§ **Recorded information**:

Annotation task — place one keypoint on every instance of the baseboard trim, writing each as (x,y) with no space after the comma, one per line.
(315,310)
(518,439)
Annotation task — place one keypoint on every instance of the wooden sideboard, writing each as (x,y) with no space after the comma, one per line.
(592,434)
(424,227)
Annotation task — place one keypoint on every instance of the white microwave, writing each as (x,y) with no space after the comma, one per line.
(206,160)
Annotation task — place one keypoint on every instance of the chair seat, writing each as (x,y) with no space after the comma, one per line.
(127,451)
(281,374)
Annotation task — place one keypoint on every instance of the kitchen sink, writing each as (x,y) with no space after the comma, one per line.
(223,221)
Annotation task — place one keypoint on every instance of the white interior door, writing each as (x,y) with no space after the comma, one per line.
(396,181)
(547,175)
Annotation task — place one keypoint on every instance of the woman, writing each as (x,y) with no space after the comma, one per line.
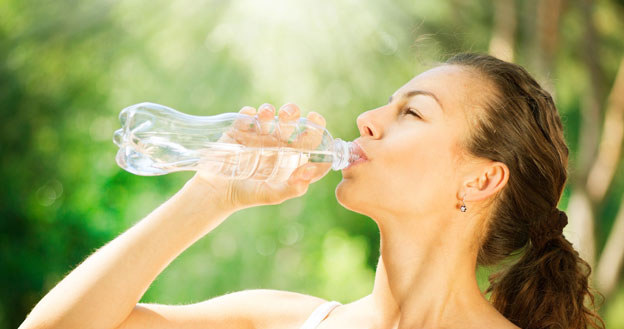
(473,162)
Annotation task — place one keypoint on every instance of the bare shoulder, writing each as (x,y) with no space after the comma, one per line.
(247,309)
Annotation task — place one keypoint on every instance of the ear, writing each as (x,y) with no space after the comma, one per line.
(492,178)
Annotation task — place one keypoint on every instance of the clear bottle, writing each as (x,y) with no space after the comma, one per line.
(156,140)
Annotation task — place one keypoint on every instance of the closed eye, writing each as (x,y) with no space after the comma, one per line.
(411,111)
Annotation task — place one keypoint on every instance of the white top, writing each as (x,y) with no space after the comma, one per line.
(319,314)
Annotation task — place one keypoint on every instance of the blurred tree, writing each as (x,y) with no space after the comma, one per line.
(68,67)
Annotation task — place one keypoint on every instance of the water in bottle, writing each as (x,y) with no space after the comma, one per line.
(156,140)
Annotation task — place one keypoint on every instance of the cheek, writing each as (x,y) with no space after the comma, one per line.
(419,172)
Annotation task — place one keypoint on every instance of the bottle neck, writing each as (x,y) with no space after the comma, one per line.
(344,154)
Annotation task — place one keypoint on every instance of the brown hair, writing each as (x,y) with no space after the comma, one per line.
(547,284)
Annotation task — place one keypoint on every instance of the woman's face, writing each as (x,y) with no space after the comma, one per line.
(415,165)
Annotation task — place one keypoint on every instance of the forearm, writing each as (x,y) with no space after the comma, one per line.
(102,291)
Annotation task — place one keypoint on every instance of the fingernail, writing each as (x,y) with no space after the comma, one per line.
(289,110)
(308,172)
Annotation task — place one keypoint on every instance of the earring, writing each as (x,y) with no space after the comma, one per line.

§ **Your goal**:
Without the images, write out each line of the data verbatim.

§ **Exercise answer**:
Annotation task — place one keypoint on every instance of the baseboard trim, writing each as (x,y) with no space after the comma, one per line.
(315,310)
(518,439)
Annotation task — place one keypoint on every instance of the wooden sideboard, writing each as (x,y) with no space after the comma, one per line.
(592,434)
(424,227)
Annotation task — place one keypoint on every instance of the white microwave, writing each as (x,y) with no space after the comma, one per line.
(206,160)
Annotation task — place one keypoint on every instance of the chair seat, writing each as (x,y) with no space after the comma, one per line.
(127,451)
(281,374)
Annotation task — place one keypoint on every instance of the kitchen sink, writing each as (x,y) with no space after the comma, one per line.
(223,221)
Annotation task — place one keypoint on every instance of the white interior door, writing each as (x,y) with no space after the comma, one per line.
(396,181)
(547,175)
Annotation task — place one keypoint on every instance of the woman, writing each as (x,y) with no space after the comma, one per line.
(473,162)
Annotation task — place one keypoint on every instance of the bare shoulder, writing each as (x,y) with no space after the comma, one per line.
(247,309)
Annotation task — place one keypoint on every instance of the ear, writing each as (x,y) with no space after the comma, one per line.
(492,178)
Annotation task — place one keypoint on every instance of the clear bottle, writing each as (x,y) with no space after the comma, one per line.
(156,140)
Annotation task — place one keypoint on every instance of the closed eye, writing each as (x,y) with no space after the comma, one per line.
(411,111)
Annotation task — place one keypoint on every instance of the white top, writing each as (x,y) with no space after the comma, one per line.
(319,314)
Annotation task — place one keypoint on every instance of the blurred tree, writing each as (x,y) with no space after the comma, one per line.
(68,67)
Annotation task — place one keypoint on every instance of the water in bottle, writing each as (x,y) with no space after the comma, one per line.
(156,140)
Annotation task — place one keypoint on every instance of the cheek, writing each as (x,y) with no space after the comma, one per line.
(419,172)
Annotation task — place one keypoint on every instance of the bottle neck, writing each as (x,y) with no space after the comma, one per line.
(344,154)
Annotation task — place one keypoint on every instance of the brown hair, writing each as (x,y) with no space after the comma, one per line.
(547,284)
Annotation task — place one keypoint on every instance of the woman's face, writing each as (x,y) with no space after the comma, one per line.
(415,165)
Annotation task — place one keypoint on every instance of the forearm, writing each as (x,y) with no space after the comma, one per line.
(102,291)
Annotation task — place one keypoint on every instance of the fingernail, writing each as (x,y) with no space after the comma, one per line.
(289,110)
(308,172)
Annotation task — place one keypoint on every instance of the earring, writing each as (x,y) with no space after the comma, one per line.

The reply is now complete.